### [EXERCISE]
Every record must appear in your reply exactly as written.

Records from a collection
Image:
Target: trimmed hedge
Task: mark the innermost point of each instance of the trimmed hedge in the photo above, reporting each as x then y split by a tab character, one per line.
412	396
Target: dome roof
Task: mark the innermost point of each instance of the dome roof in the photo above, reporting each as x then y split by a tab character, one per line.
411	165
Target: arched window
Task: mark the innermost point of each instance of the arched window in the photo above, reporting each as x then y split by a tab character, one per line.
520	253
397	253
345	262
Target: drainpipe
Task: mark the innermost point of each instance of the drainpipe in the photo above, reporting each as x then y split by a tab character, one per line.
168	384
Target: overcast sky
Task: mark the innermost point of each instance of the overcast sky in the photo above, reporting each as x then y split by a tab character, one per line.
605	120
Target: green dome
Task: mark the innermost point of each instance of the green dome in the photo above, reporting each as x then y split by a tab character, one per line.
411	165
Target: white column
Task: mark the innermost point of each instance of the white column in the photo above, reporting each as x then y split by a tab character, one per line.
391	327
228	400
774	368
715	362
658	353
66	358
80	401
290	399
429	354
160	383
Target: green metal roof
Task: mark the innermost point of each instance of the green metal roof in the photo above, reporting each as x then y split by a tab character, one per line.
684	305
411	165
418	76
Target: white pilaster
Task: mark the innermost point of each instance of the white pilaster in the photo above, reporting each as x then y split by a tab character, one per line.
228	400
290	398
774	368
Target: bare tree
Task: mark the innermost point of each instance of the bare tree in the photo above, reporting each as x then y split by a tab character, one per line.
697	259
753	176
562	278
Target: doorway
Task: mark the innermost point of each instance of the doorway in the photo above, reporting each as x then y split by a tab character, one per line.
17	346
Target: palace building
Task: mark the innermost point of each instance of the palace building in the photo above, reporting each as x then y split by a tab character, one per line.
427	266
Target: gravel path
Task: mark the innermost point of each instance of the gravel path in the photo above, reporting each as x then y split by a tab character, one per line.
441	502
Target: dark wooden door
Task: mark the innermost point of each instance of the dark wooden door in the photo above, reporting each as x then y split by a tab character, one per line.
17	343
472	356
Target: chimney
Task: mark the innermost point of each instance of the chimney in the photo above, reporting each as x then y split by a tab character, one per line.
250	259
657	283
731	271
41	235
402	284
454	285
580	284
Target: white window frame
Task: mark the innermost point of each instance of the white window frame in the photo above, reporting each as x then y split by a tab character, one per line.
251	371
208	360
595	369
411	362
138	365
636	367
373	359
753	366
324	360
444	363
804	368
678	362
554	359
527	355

### [TASK OUTPUT]
Image:
Target: trimmed hedge
Task: mark the innermost point of each instance of the trimmed hedge in the photo above, reporting each as x then y split by a tab character, one per line.
412	396
Target: dome roof
Task: mark the innermost point of each instance of the dome roof in the photo above, reporting each as x then y split by a tab character, one per line.
411	165
Target: arched window
Task: mark the innermost point of each instance of the arched window in the photo above, reporting each as x then y split by a tab character, one per line.
520	253
397	253
345	262
Target: drainpipe
Task: mark the innermost point of each instance of the drainpipe in the photo above, reporting each as x then y split by a tab character, one per line.
168	384
Target: overcast sky
Task: mark the innermost point of each instance of the overcast sky in the photo above, reporting each as x then y split by a tab character, one per line.
605	120
Target: green dome
Task: mark the innermost point of each instance of the green dome in the photo above, reporting each as x then y split by a tab character, one per line.
411	165
Target: white column
Task: mark the innermost point of each instance of the white column in the photo above, reporting each as x then y split by a tab character, one per line.
391	327
228	400
774	368
715	362
658	353
66	358
80	401
290	399
429	354
160	383
Target: green metal roof
Task: mark the innermost point of each instance of the green metal roof in the photo above, reporting each as x then y split by a tab character, one per line.
684	305
411	165
418	76
Target: white pilaster
Task: mark the innermost point of each instance of the white pilaster in the photo above, reporting each as x then y split by a tab character, one per line.
228	400
290	398
774	368
Target: bare tree
Task: mark the innermost point of each instance of the bare tree in the photo above, reporting each as x then y split by a tab character, one per line.
697	259
753	176
562	278
Target: doorway
Task: mark the innermost point of each instance of the doorway in the photo above, reporting each as x then y split by a tab character, one per line.
17	346
Target: palace building
Task: mark the innermost point of each instance of the palace building in the photo above, reporting each as x then y split by a tab character, one per line.
427	266
Target: gravel path
Task: mark the innermost point of each instance of the gravel path in the photo above, reporting each as x then y split by a tab character, one per line.
441	502
Target: dark wooden door
Task: mark the innermost point of each instance of the dark wooden door in the photo above, reporting each as x then y split by a tab character, one per line.
17	343
472	356
Target: chimney
Task: mark the innermost point of each instance of the chimney in the photo above, reporting each as x then y split by a tab character, one per line.
250	259
657	283
731	271
41	235
402	284
454	285
580	284
Target: white window frame
Task: mark the innermost point of each instance of the white window frame in the photo above, reporting each as x then y split by a tab character, one per line.
251	371
208	360
595	369
411	362
138	365
636	367
373	359
753	366
324	360
444	363
804	368
678	362
554	359
527	355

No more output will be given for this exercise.